### WHAT IS EXPECTED
Echo back everything in the entries from the start down through the line containing "positive clicks: (1037, 1637) (991, 1359)", both ends included.

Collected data
Content starts

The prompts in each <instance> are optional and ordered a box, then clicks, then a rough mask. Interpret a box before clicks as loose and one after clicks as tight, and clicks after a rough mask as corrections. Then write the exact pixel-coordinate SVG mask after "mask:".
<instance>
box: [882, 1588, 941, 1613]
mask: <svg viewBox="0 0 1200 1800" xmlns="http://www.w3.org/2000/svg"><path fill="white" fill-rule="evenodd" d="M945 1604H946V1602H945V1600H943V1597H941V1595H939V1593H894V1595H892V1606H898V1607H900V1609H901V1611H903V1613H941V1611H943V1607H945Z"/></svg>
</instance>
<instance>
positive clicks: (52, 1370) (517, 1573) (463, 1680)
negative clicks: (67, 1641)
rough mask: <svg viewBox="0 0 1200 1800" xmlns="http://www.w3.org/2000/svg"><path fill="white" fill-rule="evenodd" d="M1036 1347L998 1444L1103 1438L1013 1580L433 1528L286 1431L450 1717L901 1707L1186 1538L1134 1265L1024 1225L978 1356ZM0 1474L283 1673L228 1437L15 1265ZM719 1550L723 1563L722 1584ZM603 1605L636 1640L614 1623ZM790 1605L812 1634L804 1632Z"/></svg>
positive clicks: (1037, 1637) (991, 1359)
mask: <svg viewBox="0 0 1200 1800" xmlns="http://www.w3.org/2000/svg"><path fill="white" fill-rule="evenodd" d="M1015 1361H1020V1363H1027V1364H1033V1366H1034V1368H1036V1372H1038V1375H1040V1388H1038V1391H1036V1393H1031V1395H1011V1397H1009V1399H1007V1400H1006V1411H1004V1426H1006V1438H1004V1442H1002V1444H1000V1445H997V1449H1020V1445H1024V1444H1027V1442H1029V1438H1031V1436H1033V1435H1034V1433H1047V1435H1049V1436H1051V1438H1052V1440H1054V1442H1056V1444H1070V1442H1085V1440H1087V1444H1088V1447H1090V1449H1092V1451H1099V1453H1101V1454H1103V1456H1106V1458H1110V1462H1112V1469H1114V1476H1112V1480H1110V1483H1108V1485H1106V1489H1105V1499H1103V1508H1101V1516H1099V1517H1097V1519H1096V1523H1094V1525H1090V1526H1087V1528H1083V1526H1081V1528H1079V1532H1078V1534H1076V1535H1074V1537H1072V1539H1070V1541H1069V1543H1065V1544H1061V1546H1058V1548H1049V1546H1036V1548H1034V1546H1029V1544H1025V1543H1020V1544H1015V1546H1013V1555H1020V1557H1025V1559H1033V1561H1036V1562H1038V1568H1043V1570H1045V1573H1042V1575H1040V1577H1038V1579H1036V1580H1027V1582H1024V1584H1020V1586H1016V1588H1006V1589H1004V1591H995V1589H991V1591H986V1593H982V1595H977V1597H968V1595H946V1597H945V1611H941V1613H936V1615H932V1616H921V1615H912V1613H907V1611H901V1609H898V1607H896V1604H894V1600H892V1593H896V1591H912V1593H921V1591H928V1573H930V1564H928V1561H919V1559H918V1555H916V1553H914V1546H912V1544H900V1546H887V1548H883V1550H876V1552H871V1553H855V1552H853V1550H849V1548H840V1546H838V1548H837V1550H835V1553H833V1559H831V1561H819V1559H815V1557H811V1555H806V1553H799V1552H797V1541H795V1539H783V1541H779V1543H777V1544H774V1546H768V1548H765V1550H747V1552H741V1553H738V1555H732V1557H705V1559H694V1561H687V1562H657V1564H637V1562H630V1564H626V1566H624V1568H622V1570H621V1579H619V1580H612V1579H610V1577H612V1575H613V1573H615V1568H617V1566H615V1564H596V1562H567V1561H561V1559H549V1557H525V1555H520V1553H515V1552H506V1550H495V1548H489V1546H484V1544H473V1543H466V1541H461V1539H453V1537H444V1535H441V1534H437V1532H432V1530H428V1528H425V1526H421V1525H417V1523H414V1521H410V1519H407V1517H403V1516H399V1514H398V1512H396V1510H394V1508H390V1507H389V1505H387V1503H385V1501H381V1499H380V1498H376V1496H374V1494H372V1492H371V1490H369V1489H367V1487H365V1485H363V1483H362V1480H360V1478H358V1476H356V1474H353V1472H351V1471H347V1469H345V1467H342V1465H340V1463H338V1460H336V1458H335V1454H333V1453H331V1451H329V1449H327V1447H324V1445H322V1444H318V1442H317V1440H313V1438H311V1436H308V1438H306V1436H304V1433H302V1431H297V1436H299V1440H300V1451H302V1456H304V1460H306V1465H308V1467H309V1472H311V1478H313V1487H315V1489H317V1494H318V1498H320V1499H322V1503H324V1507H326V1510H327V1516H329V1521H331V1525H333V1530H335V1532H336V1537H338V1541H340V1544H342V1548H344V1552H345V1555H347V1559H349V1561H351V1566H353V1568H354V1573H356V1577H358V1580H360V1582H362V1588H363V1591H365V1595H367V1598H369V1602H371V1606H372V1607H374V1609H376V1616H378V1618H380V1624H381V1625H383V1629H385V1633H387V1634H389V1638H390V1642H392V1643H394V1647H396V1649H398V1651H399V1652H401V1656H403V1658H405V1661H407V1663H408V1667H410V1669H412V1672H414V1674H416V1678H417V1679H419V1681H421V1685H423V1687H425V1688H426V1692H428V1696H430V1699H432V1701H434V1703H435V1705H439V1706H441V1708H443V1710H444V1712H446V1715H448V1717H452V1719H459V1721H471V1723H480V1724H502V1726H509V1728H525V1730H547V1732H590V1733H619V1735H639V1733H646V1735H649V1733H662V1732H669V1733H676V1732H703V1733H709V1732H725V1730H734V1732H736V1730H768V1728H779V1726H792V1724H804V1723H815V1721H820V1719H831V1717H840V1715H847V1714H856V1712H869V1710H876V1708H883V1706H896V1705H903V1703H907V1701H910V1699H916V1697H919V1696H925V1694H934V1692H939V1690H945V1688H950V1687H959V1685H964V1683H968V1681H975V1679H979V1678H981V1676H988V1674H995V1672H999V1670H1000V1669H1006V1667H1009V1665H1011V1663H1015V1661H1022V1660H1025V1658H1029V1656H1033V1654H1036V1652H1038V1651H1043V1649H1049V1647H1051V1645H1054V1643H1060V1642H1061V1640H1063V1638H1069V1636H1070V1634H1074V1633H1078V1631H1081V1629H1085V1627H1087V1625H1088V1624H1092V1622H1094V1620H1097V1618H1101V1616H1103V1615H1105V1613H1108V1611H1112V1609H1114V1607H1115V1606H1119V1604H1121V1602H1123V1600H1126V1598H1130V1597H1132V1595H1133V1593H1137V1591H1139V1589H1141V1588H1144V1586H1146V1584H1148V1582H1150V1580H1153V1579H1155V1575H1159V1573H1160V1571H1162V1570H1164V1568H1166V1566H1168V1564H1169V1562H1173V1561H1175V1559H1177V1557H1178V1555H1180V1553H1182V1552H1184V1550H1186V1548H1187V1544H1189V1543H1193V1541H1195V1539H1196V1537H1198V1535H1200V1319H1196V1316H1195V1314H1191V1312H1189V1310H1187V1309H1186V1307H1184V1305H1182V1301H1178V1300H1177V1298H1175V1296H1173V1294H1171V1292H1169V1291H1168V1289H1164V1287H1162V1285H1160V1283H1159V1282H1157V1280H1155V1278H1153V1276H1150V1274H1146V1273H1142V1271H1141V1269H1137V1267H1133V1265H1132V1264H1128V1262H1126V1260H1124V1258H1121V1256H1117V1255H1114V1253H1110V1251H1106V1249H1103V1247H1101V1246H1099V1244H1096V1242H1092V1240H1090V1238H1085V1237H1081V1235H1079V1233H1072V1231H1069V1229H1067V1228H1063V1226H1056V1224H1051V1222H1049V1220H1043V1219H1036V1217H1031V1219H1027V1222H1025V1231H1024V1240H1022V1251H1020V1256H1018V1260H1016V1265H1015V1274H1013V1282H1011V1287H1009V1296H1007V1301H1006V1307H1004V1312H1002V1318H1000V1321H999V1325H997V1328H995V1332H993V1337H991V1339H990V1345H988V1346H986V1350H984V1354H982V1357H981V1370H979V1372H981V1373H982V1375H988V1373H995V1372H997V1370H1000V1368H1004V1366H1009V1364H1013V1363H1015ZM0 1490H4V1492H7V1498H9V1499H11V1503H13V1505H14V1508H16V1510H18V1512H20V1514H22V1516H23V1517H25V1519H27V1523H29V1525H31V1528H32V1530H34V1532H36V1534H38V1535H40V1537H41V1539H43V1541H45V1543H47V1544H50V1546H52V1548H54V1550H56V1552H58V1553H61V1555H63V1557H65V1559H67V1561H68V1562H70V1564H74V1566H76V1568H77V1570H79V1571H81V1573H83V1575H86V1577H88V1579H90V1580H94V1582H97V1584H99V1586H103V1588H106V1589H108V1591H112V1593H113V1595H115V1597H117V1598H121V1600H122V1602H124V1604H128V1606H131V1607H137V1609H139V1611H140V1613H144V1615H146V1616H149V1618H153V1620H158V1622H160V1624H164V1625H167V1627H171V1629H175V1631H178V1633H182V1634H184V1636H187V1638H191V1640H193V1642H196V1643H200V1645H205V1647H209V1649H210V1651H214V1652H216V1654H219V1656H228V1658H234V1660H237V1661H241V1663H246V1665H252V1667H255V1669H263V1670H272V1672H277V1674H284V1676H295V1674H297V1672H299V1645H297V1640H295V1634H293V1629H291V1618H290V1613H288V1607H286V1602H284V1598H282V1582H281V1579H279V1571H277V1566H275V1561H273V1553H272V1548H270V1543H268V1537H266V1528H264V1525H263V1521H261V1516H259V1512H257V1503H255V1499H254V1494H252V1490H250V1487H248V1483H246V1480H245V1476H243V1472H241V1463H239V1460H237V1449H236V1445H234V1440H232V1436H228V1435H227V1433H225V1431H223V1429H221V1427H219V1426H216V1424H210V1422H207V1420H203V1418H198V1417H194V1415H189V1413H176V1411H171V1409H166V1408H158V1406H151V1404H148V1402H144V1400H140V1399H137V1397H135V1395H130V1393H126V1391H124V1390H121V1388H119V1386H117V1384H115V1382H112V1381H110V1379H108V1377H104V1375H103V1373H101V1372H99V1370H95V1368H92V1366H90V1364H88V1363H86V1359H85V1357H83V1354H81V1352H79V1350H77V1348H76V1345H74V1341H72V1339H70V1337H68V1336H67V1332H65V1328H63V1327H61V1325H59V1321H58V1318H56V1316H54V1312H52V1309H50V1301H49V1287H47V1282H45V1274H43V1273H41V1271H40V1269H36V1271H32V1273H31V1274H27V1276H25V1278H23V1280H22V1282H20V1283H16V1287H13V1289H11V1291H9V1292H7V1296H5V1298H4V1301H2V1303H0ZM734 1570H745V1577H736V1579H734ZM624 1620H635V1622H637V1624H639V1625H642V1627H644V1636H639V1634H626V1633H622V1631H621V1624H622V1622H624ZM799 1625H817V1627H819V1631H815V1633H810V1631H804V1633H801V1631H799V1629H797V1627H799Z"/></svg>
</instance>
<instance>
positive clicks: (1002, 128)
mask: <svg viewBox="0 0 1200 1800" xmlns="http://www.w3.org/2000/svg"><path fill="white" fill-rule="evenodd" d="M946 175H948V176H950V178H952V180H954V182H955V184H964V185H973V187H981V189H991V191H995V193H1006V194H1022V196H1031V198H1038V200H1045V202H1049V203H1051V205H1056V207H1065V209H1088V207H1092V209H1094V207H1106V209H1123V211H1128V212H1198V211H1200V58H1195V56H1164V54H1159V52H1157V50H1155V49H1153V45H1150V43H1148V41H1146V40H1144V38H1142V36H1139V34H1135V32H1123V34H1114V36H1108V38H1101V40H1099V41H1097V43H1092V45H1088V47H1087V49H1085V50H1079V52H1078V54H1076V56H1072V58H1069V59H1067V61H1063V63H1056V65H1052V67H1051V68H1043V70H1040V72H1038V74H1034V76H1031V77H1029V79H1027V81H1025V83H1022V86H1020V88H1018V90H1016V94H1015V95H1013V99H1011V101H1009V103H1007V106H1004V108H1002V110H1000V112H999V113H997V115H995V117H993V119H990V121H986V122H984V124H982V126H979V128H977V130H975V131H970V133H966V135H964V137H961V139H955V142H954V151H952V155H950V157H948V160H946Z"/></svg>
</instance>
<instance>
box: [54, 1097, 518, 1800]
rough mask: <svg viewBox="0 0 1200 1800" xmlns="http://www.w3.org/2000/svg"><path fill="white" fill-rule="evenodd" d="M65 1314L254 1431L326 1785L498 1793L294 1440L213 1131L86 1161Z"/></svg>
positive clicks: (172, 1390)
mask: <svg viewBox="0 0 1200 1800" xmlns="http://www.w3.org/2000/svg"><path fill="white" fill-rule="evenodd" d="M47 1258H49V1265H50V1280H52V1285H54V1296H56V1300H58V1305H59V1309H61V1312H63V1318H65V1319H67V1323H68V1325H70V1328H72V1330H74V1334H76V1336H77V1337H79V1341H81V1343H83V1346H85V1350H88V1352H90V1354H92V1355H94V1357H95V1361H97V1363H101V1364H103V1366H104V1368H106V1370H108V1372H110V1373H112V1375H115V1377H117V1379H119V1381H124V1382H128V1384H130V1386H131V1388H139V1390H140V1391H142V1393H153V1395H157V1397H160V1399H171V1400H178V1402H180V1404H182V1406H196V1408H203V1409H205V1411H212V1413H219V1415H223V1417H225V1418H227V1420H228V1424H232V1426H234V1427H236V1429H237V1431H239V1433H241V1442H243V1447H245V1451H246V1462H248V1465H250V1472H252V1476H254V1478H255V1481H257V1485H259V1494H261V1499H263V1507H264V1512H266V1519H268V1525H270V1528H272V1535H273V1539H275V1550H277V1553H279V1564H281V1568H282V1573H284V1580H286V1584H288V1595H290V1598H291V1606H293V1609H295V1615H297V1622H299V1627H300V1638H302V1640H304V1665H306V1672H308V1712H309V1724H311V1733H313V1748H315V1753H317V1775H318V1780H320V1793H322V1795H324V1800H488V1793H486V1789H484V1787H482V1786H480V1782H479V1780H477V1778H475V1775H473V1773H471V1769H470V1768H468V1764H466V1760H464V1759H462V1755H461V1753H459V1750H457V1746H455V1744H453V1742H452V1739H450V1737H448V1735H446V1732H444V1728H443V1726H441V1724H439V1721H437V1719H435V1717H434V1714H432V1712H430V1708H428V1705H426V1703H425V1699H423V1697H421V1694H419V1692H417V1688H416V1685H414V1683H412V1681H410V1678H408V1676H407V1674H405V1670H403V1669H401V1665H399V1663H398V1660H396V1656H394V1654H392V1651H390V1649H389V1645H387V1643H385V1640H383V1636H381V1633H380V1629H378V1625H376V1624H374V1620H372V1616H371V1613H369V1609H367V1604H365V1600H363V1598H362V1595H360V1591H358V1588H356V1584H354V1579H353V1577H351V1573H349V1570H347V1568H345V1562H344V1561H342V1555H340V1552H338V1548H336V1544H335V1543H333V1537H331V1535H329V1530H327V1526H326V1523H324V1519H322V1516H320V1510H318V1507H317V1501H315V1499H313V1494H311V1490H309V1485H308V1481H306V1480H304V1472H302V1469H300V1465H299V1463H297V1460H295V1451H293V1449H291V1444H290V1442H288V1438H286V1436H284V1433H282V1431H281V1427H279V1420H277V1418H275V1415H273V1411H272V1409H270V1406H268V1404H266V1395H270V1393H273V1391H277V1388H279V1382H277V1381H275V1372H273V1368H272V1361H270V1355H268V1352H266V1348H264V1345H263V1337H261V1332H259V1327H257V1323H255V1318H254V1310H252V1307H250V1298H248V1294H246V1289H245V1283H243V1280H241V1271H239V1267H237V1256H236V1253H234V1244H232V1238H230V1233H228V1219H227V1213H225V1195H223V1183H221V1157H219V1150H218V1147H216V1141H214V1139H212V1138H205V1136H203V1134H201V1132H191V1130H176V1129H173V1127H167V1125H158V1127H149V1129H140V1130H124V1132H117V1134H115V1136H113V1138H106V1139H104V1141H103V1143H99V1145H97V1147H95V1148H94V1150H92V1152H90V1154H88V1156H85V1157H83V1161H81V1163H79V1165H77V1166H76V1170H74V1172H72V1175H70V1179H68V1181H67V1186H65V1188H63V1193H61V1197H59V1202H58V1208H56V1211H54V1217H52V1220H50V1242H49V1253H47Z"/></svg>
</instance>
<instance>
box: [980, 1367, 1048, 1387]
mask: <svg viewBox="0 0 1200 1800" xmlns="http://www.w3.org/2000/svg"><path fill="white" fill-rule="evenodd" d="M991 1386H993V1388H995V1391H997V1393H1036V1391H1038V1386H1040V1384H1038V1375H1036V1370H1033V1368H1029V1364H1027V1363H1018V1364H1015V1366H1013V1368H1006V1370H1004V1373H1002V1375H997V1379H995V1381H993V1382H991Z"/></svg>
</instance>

Content ends

### RESPONSE TO THE TASK
The prompts in each <instance> are optional and ordered a box, then clicks, then a rough mask. Interpret a box before clicks as loose and one after clicks as tight, and clicks after a rough mask as corrections. Then write the exact pixel-coordinate SVG mask after "mask:".
<instance>
box: [882, 1588, 941, 1613]
mask: <svg viewBox="0 0 1200 1800" xmlns="http://www.w3.org/2000/svg"><path fill="white" fill-rule="evenodd" d="M945 1604H946V1602H945V1600H943V1597H941V1595H939V1593H894V1595H892V1606H898V1607H900V1609H901V1611H903V1613H941V1611H943V1607H945Z"/></svg>
</instance>
<instance>
positive clicks: (52, 1370) (517, 1573) (463, 1680)
negative clicks: (67, 1641)
rough mask: <svg viewBox="0 0 1200 1800" xmlns="http://www.w3.org/2000/svg"><path fill="white" fill-rule="evenodd" d="M1036 1347L998 1444L1103 1438L1013 1580L433 1528L286 1431L450 1717L901 1707L1186 1538L1134 1265L1024 1225L978 1356ZM0 1474L283 1673L228 1437L15 1265ZM719 1550L723 1563L722 1584ZM603 1605L636 1640L614 1623ZM790 1605L812 1634L804 1632Z"/></svg>
positive clicks: (1037, 1637) (991, 1359)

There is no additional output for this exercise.